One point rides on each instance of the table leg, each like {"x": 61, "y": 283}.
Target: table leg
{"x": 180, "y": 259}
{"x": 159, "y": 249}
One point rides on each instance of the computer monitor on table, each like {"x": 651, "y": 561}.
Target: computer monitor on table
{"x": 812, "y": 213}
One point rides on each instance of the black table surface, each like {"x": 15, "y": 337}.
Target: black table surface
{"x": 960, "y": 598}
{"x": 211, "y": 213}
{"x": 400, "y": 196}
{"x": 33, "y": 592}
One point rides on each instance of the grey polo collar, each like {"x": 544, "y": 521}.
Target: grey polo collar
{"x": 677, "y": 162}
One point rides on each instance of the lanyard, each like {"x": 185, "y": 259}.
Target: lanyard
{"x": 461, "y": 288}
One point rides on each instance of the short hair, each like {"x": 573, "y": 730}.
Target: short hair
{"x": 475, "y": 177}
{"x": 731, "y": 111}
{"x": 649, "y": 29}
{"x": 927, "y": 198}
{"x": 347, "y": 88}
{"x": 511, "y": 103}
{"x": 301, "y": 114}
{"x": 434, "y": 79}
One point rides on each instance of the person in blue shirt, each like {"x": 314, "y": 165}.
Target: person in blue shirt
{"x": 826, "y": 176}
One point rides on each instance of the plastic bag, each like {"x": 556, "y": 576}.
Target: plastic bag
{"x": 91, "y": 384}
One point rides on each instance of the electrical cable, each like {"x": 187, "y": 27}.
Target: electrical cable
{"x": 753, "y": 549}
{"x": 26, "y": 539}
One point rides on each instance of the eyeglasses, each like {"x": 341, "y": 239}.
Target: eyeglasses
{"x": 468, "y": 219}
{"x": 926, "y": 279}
=====
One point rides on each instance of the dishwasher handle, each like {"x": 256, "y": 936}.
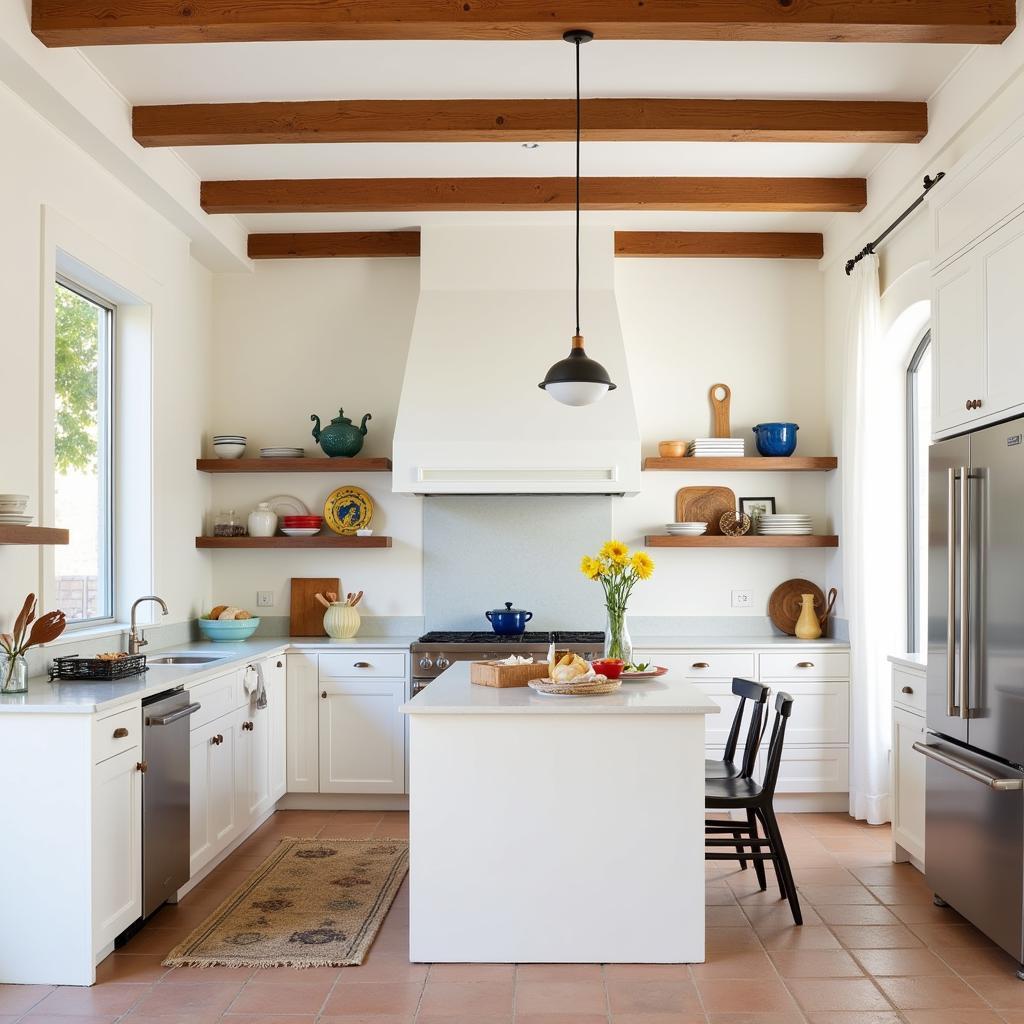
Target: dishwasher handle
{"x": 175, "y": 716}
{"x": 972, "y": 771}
=====
Conte quantas linhas dos registros acima contêm a palavra "plastic" e informe somente esse número.

2